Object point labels
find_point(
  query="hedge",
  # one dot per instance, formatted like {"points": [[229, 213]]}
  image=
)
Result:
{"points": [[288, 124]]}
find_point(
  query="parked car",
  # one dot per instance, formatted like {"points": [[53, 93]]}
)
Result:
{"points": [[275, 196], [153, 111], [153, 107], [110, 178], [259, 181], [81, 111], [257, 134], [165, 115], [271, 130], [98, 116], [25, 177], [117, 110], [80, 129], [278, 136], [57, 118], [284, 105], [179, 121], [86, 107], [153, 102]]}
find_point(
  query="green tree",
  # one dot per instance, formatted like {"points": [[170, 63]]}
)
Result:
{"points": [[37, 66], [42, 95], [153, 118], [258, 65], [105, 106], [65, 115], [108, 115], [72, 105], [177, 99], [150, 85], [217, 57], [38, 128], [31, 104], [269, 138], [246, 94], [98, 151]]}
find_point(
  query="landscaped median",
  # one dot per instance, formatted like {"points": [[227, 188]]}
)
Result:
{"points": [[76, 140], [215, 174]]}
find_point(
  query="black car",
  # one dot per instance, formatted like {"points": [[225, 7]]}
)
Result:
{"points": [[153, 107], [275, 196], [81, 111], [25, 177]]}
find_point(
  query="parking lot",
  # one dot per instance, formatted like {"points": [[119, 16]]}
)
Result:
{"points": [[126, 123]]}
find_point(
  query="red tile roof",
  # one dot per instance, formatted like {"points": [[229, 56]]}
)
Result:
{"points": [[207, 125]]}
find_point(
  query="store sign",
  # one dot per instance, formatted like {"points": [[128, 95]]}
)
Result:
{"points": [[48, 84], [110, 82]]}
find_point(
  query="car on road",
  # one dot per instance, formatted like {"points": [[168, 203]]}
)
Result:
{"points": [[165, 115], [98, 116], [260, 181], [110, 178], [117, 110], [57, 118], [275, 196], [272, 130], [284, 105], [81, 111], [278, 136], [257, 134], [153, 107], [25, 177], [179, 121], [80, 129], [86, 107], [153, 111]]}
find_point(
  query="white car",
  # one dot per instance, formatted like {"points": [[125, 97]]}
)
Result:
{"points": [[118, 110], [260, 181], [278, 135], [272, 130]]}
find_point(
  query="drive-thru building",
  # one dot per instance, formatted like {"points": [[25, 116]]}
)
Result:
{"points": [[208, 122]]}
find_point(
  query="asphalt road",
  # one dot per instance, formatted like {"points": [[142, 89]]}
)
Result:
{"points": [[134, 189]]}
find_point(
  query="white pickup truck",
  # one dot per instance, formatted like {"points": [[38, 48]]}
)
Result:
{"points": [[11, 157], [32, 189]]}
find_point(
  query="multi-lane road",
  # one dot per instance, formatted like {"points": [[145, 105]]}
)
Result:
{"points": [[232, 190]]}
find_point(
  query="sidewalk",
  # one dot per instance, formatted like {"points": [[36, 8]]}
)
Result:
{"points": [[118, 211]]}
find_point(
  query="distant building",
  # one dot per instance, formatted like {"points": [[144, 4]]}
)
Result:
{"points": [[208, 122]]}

• Exercise objective
Please quote every record above exactly as it appears.

• The output
find_point(
  query="hedge",
  # one dot per instance, formatted like {"points": [[229, 213]]}
  image=
)
Result:
{"points": [[288, 124]]}
find_point(
  query="parked car",
  # one dot per instance, formatted like {"points": [[53, 93]]}
)
Result:
{"points": [[275, 196], [153, 111], [153, 107], [110, 178], [259, 181], [81, 111], [257, 134], [165, 115], [271, 130], [98, 116], [25, 177], [117, 110], [80, 129], [278, 136], [57, 118], [284, 105], [179, 121], [86, 107], [153, 102]]}
find_point(
  query="green tree",
  # one dot per instance, formatted like {"points": [[170, 63]]}
)
Result:
{"points": [[37, 66], [42, 95], [153, 118], [258, 65], [105, 106], [65, 115], [108, 115], [72, 105], [177, 99], [150, 85], [217, 57], [38, 128], [31, 104], [269, 138], [246, 94], [98, 151]]}
find_point(
  query="landscaped median",
  # one dot per instance, formatted like {"points": [[227, 188]]}
)
Result:
{"points": [[76, 140], [215, 174]]}
find_point(
  query="black car",
  # one dot per instance, formatted like {"points": [[225, 7]]}
)
Result:
{"points": [[153, 107], [275, 196], [81, 111], [25, 177]]}
find_point(
  query="parking lot",
  # one dot per instance, formatted like {"points": [[119, 16]]}
)
Result:
{"points": [[126, 123]]}
find_point(
  query="red tile roof",
  # one dot per instance, formatted like {"points": [[229, 56]]}
)
Result:
{"points": [[207, 125]]}
find_point(
  query="store sign",
  # one dot per instance, formatted like {"points": [[128, 95]]}
)
Result:
{"points": [[48, 84], [110, 82]]}
find_point(
  query="car on road",
  # one dot per instance, formatted like {"points": [[168, 203]]}
)
Result:
{"points": [[165, 115], [98, 116], [260, 181], [110, 178], [117, 110], [57, 118], [275, 196], [272, 130], [284, 105], [81, 111], [278, 136], [257, 134], [153, 107], [25, 177], [179, 121], [80, 129], [86, 107], [153, 111]]}
find_point(
  query="white car",
  # one dot per instance, formatted like {"points": [[125, 97]]}
)
Result:
{"points": [[118, 110], [260, 181], [278, 135], [272, 130]]}
find_point(
  query="drive-thru building",
  # one dot per instance, formatted like {"points": [[25, 116]]}
)
Result:
{"points": [[208, 122]]}
find_point(
  query="asphalt road",
  # one dot per instance, formatted like {"points": [[142, 89]]}
)
Result:
{"points": [[134, 189]]}
find_point(
  query="white pickup truck",
  # one dot per instance, formatted like {"points": [[38, 48]]}
)
Result:
{"points": [[11, 157], [32, 189]]}
find_point(
  query="multi-lane road",
  # one dot per instance, formatted like {"points": [[145, 105]]}
)
Result:
{"points": [[232, 190]]}
find_point(
  query="sidewalk",
  # one dot per instance, formatted like {"points": [[36, 8]]}
)
Result:
{"points": [[118, 211]]}
find_point(
  query="distant building",
  # one dot per instance, formatted like {"points": [[144, 4]]}
)
Result:
{"points": [[208, 122]]}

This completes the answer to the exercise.